Work order ::
Sort through the entries below and pull out lines containing the word "wall".

╭─ Source material

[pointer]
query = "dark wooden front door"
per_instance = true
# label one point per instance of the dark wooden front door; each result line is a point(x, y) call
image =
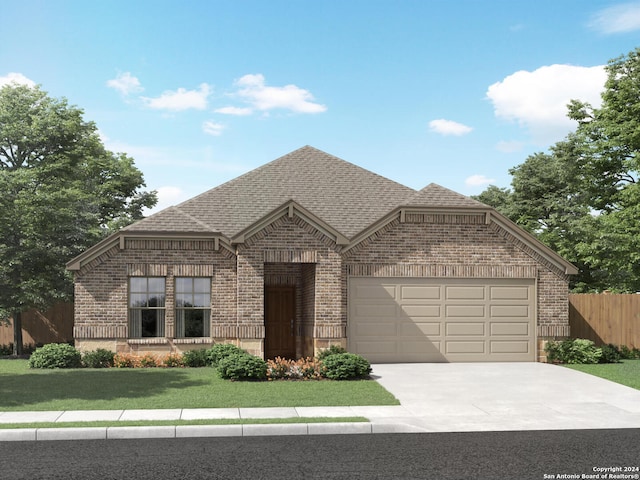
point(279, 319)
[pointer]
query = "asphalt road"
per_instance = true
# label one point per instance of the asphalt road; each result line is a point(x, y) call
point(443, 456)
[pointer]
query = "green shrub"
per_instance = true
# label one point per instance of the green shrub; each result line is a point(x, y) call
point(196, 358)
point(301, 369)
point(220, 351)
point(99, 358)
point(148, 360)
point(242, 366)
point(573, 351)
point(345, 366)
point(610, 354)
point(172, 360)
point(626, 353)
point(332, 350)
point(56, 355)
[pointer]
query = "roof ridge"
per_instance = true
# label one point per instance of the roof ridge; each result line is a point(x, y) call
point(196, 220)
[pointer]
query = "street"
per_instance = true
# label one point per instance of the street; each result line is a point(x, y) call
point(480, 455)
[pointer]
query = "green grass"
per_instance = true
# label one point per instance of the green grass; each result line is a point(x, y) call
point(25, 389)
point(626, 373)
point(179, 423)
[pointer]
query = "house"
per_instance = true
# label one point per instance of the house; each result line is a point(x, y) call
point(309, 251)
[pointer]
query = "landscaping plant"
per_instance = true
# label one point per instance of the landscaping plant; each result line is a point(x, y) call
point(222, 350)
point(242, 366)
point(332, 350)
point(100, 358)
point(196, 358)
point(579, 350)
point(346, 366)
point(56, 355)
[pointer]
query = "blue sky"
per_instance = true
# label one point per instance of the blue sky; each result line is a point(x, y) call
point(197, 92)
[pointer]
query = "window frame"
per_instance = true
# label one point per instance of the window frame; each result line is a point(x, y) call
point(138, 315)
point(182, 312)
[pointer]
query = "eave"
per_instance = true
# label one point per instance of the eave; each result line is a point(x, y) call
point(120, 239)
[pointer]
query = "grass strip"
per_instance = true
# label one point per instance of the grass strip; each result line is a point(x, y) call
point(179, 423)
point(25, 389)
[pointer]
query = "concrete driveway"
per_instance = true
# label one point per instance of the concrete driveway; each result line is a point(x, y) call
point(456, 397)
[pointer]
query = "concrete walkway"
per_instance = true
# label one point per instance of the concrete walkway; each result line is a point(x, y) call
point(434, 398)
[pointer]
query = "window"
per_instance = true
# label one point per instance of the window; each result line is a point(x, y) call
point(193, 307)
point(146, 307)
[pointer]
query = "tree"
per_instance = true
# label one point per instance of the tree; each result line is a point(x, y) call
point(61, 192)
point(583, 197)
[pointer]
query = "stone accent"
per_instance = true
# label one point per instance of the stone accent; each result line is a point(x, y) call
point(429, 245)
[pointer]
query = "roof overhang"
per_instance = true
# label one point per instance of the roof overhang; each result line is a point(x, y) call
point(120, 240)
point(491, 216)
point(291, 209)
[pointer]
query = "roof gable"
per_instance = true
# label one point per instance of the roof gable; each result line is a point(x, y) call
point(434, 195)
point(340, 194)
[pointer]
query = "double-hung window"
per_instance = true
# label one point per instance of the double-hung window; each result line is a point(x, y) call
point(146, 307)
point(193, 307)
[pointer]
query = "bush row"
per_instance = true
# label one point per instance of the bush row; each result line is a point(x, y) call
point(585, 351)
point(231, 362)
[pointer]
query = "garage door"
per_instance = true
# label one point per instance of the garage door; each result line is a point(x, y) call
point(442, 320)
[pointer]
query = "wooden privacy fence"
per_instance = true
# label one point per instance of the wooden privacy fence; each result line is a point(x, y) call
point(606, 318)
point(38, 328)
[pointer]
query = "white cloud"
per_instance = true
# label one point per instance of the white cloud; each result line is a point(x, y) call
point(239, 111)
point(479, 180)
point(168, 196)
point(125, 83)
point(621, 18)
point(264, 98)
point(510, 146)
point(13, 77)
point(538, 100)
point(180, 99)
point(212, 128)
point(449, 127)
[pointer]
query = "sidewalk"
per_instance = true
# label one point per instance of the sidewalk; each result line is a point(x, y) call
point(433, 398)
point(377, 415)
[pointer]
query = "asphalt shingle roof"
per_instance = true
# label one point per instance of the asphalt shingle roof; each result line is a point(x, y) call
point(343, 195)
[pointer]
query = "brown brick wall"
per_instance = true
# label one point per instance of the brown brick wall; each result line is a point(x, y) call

╰─

Exercise result ::
query = "brown brick wall"
# label one point per instance of the brown brick wall; each result line is a point(x, y) call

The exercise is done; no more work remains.